## HJS Studio Pattern## Shaping Knee Socks |

Home Gallery Patterns Tutorials Contact Me Selected Links Holly Shaltz, Fiberist |
Be sure to visit my page about my generic sock pattern because this pattern builds on that one. I tried to put them both on one page, but apparently the size of the file was too large for the browser to display.
Knee socks need to be shaped as well, to help keep them up. A snug fit at the knee, increasing to a snug fit at the calf, then decreasing to your ankle stitches, all clearly visible in this photo, is easy to do and very worth the little bit of math needed to figure it out. To get started, you need some more measurements. Again, use a flexible measuring tape and measure snugly without dimpling the flesh.
Knee socks need to stay up to be comfortable to wear. In order to make sure your socks stay up, even when they've been slightly stretched by wearing, round down each of your circumference measurements slightly before multiplying by your stitch gauge. Aim for a multiple of eight stitches that's at least 1/2 inch / 1 cm smaller than circumference you measured for K and for C.

— Set exercise 1 —
Copy the knee sock page from "Knee socks need to stay" up to and including "K and for C.", substituting "knitting gauge" for "stitch gauge".
— Set exercise 2 —
Answer these questions from the knee sock page:
(a) What kind of measuring tape should be used?
(b) Why aren't the generic sock pattern and this one on a single page?
(c) The stitch count should be a multiple of what number?
The listing that follows has no connection to the knee sock page.

— Data lines —
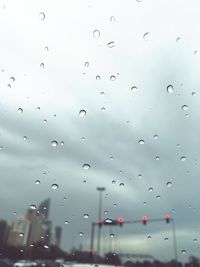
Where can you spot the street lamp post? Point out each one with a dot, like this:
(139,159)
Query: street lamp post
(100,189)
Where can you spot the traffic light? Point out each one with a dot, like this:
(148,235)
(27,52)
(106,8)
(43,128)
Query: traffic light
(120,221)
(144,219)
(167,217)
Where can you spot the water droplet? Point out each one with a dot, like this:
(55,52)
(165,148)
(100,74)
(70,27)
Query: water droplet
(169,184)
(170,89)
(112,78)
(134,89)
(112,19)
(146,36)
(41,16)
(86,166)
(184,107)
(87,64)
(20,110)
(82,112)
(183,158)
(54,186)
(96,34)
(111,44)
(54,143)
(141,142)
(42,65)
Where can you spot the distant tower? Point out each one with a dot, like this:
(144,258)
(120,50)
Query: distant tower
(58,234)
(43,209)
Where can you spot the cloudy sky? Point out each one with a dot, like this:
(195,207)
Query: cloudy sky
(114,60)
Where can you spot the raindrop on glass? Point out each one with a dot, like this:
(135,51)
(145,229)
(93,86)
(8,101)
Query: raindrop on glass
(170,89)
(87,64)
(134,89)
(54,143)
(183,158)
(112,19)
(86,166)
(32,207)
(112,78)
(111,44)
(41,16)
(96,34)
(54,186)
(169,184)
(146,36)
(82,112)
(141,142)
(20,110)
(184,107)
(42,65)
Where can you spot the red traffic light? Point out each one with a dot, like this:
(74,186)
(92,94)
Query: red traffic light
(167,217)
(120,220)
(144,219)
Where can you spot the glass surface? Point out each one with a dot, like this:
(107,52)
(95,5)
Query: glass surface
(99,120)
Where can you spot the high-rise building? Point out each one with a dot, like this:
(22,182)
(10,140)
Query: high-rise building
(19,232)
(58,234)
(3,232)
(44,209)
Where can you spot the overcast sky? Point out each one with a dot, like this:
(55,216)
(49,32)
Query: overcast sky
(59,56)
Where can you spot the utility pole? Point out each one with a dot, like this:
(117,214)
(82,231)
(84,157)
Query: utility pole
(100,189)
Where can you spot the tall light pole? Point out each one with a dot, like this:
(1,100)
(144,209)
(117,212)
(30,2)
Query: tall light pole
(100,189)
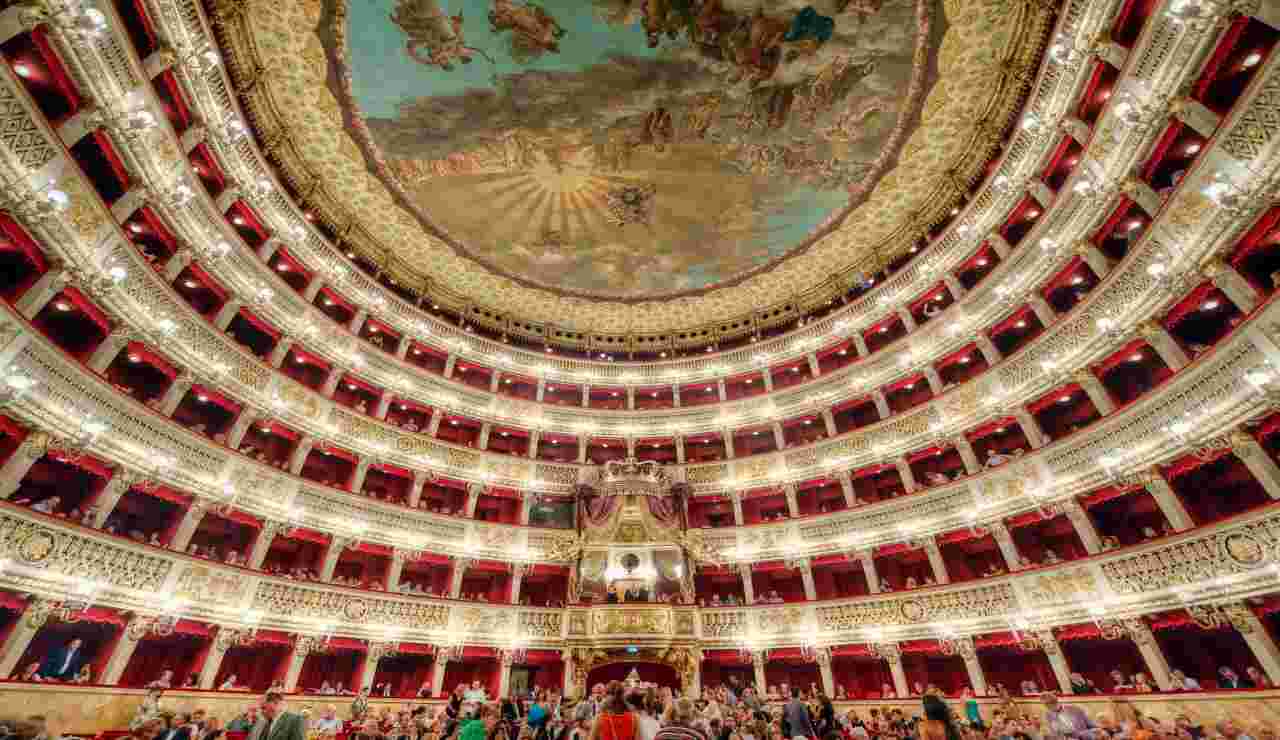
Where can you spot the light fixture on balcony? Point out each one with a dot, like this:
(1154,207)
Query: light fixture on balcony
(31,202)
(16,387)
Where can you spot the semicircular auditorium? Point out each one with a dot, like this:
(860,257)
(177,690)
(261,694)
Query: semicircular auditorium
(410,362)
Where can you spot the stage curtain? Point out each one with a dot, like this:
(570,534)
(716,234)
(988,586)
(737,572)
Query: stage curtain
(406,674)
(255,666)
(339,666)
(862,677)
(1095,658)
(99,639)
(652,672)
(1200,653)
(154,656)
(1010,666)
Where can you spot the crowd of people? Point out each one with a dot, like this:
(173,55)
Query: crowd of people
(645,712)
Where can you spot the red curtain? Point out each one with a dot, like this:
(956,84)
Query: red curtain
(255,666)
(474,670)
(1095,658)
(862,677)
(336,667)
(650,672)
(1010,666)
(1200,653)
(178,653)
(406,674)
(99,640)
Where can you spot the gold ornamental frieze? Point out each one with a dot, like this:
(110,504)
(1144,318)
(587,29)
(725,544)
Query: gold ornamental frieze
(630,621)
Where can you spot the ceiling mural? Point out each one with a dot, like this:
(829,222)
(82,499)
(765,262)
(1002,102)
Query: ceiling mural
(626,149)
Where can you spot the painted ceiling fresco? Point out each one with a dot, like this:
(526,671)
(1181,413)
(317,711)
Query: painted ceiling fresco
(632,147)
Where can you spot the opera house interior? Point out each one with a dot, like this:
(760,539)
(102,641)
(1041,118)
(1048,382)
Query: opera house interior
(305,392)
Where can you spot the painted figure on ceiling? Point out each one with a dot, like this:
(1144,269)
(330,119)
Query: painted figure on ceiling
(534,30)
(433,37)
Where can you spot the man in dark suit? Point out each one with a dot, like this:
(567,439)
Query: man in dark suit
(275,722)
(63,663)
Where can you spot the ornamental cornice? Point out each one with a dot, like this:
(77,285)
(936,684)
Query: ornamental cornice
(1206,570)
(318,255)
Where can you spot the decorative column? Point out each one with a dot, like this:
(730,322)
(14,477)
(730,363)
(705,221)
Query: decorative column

==

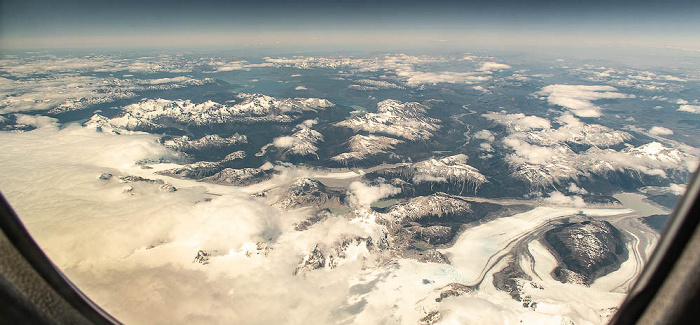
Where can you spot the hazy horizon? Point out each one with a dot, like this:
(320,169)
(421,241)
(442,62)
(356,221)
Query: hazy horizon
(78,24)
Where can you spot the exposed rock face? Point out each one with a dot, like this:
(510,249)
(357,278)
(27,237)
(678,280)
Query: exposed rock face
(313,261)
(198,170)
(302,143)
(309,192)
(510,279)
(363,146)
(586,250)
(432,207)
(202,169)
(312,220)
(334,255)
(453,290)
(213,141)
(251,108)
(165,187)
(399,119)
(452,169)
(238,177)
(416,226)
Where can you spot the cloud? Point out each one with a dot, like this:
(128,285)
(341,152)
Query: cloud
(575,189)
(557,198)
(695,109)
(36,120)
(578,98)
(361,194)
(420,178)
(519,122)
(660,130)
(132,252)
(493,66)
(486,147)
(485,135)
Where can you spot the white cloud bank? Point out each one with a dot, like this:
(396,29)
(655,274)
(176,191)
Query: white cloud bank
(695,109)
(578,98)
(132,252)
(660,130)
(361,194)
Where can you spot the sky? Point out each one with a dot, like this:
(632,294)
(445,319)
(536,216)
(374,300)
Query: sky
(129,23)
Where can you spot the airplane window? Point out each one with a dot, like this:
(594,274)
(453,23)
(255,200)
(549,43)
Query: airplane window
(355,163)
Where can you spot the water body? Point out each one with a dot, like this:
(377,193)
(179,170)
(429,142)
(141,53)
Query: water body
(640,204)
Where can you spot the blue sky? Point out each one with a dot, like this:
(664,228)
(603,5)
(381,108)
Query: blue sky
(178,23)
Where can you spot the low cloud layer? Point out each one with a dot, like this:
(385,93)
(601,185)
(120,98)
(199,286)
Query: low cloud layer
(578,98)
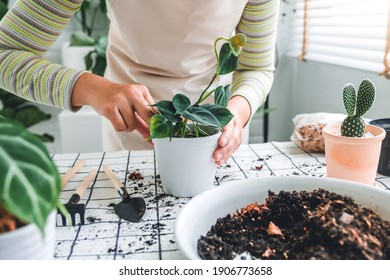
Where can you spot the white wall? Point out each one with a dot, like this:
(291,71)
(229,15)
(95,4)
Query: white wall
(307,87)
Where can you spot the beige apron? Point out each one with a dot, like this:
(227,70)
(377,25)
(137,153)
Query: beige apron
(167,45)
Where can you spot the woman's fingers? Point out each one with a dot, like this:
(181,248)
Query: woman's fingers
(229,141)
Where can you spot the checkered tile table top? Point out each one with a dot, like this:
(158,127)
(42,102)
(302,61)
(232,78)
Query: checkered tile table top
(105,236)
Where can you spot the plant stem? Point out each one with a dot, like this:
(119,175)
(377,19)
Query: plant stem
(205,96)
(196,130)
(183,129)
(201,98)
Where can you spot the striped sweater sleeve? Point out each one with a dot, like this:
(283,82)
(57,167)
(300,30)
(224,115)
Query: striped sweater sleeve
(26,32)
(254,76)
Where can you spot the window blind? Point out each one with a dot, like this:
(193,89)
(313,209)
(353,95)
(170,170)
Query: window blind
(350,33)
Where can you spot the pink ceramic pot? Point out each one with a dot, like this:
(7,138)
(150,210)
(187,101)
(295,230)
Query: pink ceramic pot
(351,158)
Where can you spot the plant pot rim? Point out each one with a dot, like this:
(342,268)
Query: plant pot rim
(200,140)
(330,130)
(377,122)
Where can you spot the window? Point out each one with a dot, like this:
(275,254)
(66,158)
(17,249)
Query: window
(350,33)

— Complete output 1 —
Knee socks need to stay up to be comfortable to wear. In order to make sure your socks stay up, even when they've been slightly stretched by wearing, round down each of your circumference measurements slightly before multiplying by your knitting gauge. Aim for a multiple of eight stitches that's at least 1/2 inch / 1 cm smaller than circumference you measured for K and for C.

— Complete output 2 —
(a) A flexible measuring tape.
(b) The file was too large for the browser to display.
(c) Eight.